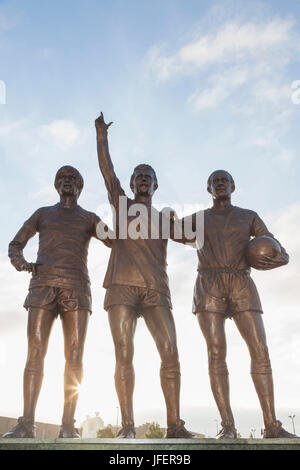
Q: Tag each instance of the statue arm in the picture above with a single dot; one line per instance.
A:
(258, 229)
(102, 232)
(17, 245)
(112, 183)
(184, 230)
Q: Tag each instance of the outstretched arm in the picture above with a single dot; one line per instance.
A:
(259, 228)
(106, 166)
(17, 245)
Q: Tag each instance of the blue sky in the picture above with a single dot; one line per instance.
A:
(191, 86)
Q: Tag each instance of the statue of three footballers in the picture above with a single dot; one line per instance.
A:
(136, 284)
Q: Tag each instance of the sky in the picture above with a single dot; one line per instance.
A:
(191, 86)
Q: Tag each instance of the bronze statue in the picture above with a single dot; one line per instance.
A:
(137, 284)
(225, 289)
(59, 285)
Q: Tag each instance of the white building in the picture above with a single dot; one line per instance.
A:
(91, 425)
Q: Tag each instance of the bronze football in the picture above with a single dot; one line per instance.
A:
(261, 246)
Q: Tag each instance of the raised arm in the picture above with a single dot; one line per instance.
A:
(17, 245)
(112, 183)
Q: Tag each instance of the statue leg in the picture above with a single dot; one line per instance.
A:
(74, 325)
(122, 320)
(39, 326)
(160, 323)
(250, 325)
(213, 328)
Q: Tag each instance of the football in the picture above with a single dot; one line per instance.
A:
(261, 246)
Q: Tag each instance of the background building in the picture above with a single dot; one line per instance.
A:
(91, 425)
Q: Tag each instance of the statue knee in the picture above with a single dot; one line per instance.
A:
(170, 366)
(124, 354)
(260, 361)
(217, 361)
(74, 358)
(35, 358)
(169, 354)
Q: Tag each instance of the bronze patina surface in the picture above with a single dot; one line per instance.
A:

===============

## [INSTRUCTIONS TO FOLLOW]
Give the listing again exactly, minus its images.

## [ANSWER FOR THE TASK]
Q: Tag each instance of the statue arm in the picture above with a single dot; one line per instance.
A:
(258, 229)
(102, 232)
(17, 245)
(112, 183)
(184, 230)
Q: Tag each instance of the outstretched arm in the picture above with a single dot; one line per instance.
A:
(259, 228)
(106, 166)
(17, 245)
Q: Tag each instance of the blue sky in the picture above with a single dot; one line per instance.
A:
(191, 86)
Q: Tag each instance of the statue of three footballers in the picture above with a single dot; one line per instance.
A:
(136, 284)
Q: Tag each instance of the sky in the picture above with a single dot; one line per instance.
A:
(191, 86)
Q: Tag each instance of the bronze statue in the picture above with a single dot; one line per instance.
A:
(137, 284)
(225, 289)
(59, 285)
Q: Tag each instance of the white building in the picture above with a single dot; one line per instance.
A:
(91, 425)
Q: Tag each instance of the bronze football in the picture above with a single dot; one line per instance.
A:
(261, 246)
Q: Tag each instance of the raised arm in the picture above with a single dot; one line per instance.
A:
(17, 245)
(112, 183)
Q: Tag each instance of the statue leg in the picture above with a single dot; one line per instance.
A:
(74, 325)
(122, 320)
(39, 326)
(160, 323)
(250, 325)
(213, 328)
Q: Tag each instance of the football in the picture above with a single dot; one line per instance.
A:
(261, 246)
Q: Tag each instance of the background building in the picture above with a single dot; one line per instance.
A:
(91, 425)
Q: Tag each instance of the statue knee in the picture above with a single dot; one line per instance.
A:
(170, 366)
(124, 354)
(260, 361)
(217, 361)
(74, 358)
(35, 358)
(169, 354)
Q: Tag each instance of the bronze patina surface in the picture above with a single dot; one line per instance.
A:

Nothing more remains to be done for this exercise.